- Required task: Could you copy out the rows below with every "bounding box" replaced by "rectangle" and nothing else changed?

***

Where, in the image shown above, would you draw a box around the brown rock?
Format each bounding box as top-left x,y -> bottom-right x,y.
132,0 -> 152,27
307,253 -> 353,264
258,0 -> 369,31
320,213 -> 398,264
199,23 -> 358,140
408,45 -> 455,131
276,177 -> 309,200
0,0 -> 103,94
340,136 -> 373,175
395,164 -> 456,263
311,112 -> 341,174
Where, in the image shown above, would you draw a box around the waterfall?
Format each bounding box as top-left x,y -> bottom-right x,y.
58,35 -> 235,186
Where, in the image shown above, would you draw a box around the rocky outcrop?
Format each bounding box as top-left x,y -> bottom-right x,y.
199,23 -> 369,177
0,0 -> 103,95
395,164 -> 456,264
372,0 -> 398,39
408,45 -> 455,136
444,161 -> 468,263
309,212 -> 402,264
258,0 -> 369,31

***

- Task response:
Where, in the image shown above, would you draw a box around the brown rock?
Format each rectangle as top-left x,y -> bottom-right x,y.
132,0 -> 152,27
307,253 -> 353,264
258,0 -> 369,31
320,213 -> 398,264
199,23 -> 358,140
408,45 -> 455,131
276,177 -> 309,200
0,0 -> 103,94
340,136 -> 373,175
395,164 -> 456,263
311,112 -> 341,174
Where, in the image shown above, would you draw a box around the waterfall?
Format each rectangle as top-left x,y -> bottom-right x,y.
58,35 -> 235,186
Where, in the image shown above, would you draw a box around the rocky outcrop?
Format each rectangle as top-left x,y -> bottom-right x,y.
199,23 -> 369,177
0,0 -> 103,95
395,164 -> 456,264
372,0 -> 398,39
408,45 -> 455,136
444,161 -> 468,263
309,212 -> 402,264
258,0 -> 369,31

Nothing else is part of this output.